● **O QUE FAZER**
a) No trecho sobre a jornada docente, quantas aulas de trabalho pedagógico em local de livre escolha tem a Jornada Básica de Trabalho Docente?
b) Extraia, sem alterações, a parte do trecho sobre a jornada docente que se inicia nas palavras que contêm "50 minutos, possibilitou" e vai até "(vinte e quatro)".

Todavia, não foi assim que o Estado de São Paulo e a SEE-SP entenderam. A mesma

lei federal, ao dispor sobre a jornada, regulamentou o texto a partir da ideia de horas (e não de

aulas), de modo que a hora-aula, que não corresponde, geralmente, à hora-relógio, por ser de

50 minutos, possibilitou outra interpretação e outra equação. Para fins de cálculo, a instituição

transformou a somatória do tempo do trabalho docente de aulas em minutos, para

posteriormente reconvertê-lo em horas-relógio. As jornadas com horas-aulas e horas-

atividades ficaram assim estabelecidas:

I – Jornada Integral de Trabalho Docente: 32 (trinta e duas) aulas; 3 (três) aulas de

trabalho pedagógico coletivo na escola; 13 (treze) aulas de trabalho pedagógico em

local de livre escolha; II – Jornada Básica de Trabalho Docente: 24 (vinte e quatro)

aulas; 2 (duas) aulas de trabalho pedagógico coletivo na escola; 10 (dez) aulas de

trabalho pedagógico em local de livre escolha; III – Jornada Inicial de Trabalho

Docente: 19 (dezenove) aulas; 2 (duas) aulas de trabalho pedagógico coletivo na

escola; 7 (sete) aulas de trabalho pedagógico em local de livre escolha; IV –

Jornada Reduzida de Trabalho Docente: 9 (nove) aulas; 2 (duas) aulas de trabalho

pedagógico coletivo na escola; 3 (três) aula de trabalho pedagógico em local de

livre escolha (Resolução SE nº 08, de 19/01/12).

[Registros de marcação de pontos]

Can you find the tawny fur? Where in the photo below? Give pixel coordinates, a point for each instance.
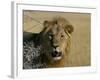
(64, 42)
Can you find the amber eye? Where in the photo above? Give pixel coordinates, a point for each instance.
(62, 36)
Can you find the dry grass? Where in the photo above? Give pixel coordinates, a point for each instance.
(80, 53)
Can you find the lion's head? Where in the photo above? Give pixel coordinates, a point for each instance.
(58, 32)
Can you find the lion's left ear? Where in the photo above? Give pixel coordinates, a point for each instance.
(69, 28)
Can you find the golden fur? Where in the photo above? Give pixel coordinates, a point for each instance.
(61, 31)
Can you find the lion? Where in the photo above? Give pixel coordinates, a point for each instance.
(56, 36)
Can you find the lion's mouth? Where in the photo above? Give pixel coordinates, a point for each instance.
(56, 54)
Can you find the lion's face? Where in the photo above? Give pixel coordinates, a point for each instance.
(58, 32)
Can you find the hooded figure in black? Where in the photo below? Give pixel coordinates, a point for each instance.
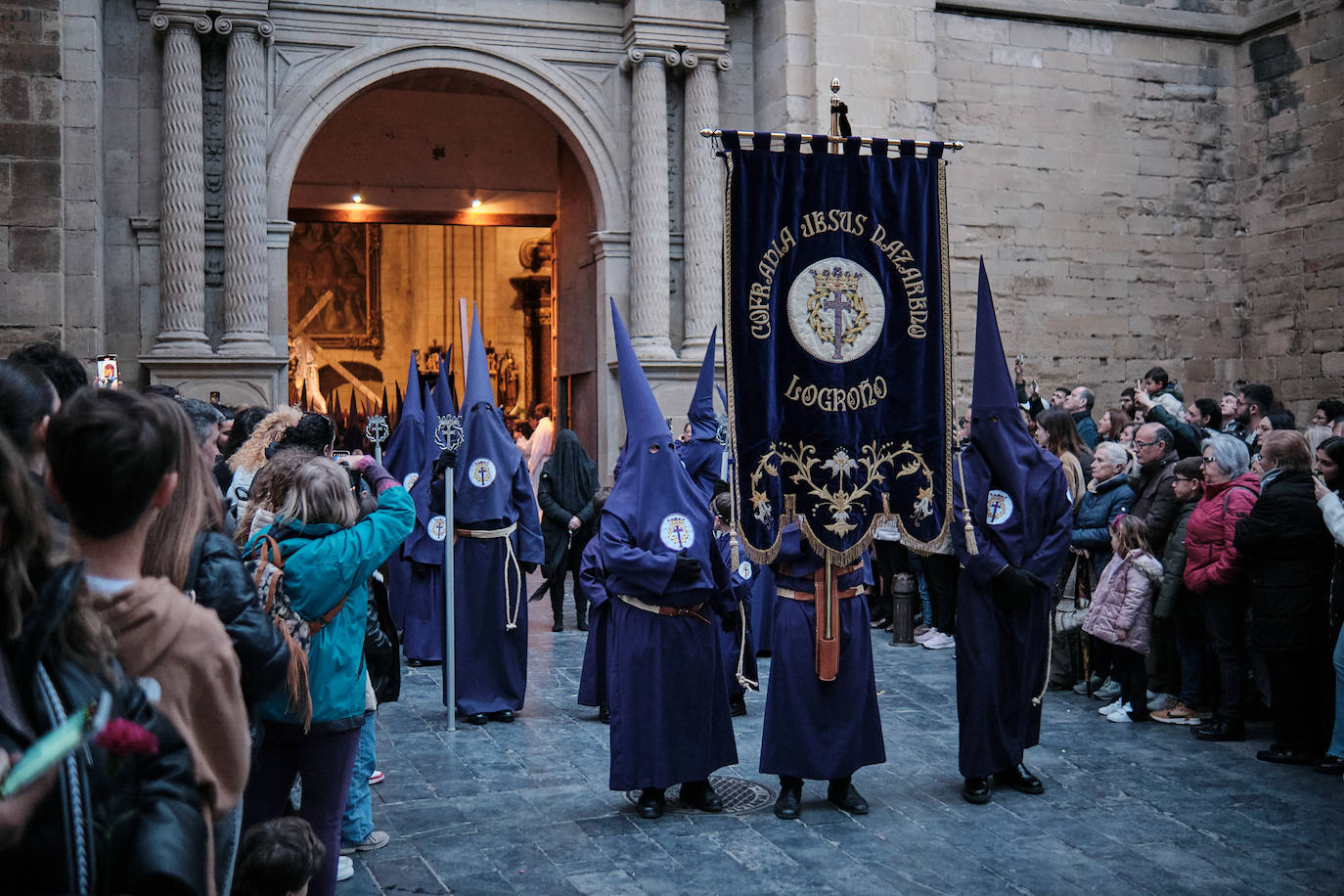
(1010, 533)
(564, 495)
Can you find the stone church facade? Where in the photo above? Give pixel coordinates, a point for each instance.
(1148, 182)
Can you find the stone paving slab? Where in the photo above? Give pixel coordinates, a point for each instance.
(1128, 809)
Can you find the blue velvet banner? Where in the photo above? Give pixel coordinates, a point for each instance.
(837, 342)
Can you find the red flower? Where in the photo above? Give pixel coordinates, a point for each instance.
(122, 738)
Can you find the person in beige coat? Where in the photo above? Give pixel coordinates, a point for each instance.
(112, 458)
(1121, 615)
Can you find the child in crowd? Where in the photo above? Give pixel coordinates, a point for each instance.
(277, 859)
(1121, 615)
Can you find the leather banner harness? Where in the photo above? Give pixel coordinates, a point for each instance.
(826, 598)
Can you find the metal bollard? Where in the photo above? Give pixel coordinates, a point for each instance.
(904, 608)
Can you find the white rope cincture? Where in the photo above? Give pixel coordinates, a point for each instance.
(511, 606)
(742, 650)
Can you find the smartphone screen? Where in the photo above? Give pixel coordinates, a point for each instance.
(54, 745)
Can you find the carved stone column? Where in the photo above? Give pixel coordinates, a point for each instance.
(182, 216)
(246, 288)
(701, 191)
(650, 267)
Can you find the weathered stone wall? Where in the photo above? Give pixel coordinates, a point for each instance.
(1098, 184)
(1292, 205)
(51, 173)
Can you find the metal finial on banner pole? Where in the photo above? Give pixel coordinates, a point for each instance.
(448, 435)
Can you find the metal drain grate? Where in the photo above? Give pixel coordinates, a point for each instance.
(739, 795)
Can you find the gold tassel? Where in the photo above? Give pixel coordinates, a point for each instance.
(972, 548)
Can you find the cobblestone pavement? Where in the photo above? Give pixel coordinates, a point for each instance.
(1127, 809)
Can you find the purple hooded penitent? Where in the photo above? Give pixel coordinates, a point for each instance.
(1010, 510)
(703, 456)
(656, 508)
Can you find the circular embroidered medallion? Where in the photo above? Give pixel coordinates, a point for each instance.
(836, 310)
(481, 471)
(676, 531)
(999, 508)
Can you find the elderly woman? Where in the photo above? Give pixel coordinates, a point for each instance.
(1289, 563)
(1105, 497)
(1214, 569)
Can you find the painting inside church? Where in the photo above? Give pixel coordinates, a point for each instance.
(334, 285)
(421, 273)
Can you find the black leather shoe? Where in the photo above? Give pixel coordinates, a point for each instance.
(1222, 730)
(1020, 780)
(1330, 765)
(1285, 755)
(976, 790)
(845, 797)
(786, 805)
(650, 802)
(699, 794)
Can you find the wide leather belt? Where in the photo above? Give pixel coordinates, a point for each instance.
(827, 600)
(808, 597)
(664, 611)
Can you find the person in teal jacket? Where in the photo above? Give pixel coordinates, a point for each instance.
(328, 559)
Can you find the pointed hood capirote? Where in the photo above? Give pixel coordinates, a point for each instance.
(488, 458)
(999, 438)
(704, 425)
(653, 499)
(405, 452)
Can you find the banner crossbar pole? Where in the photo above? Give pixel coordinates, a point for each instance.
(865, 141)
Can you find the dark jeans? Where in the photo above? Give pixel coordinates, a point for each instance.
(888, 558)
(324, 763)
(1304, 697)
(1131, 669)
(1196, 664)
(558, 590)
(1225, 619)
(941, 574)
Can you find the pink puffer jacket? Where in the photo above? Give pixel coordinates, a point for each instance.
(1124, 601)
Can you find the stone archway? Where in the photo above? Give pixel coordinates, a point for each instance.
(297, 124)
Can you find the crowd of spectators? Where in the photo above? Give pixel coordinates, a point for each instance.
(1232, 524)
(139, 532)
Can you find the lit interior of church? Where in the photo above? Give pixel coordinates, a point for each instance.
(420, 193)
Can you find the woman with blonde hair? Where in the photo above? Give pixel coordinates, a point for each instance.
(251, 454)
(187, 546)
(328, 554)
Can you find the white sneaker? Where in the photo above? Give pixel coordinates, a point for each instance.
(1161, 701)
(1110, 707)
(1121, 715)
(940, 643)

● **RESULTADOS POR TAREFA**
a) 10 (dez) aulas.

b)
50 minutos, possibilitou outra interpretação e outra equação. Para fins de cálculo, a instituição

transformou a somatória do tempo do trabalho docente de aulas em minutos, para

posteriormente reconvertê-lo em horas-relógio. As jornadas com horas-aulas e horas-

atividades ficaram assim estabelecidas:

I – Jornada Integral de Trabalho Docente: 32 (trinta e duas) aulas; 3 (três) aulas de

trabalho pedagógico coletivo na escola; 13 (treze) aulas de trabalho pedagógico em

local de livre escolha; II – Jornada Básica de Trabalho Docente: 24 (vinte e quatro)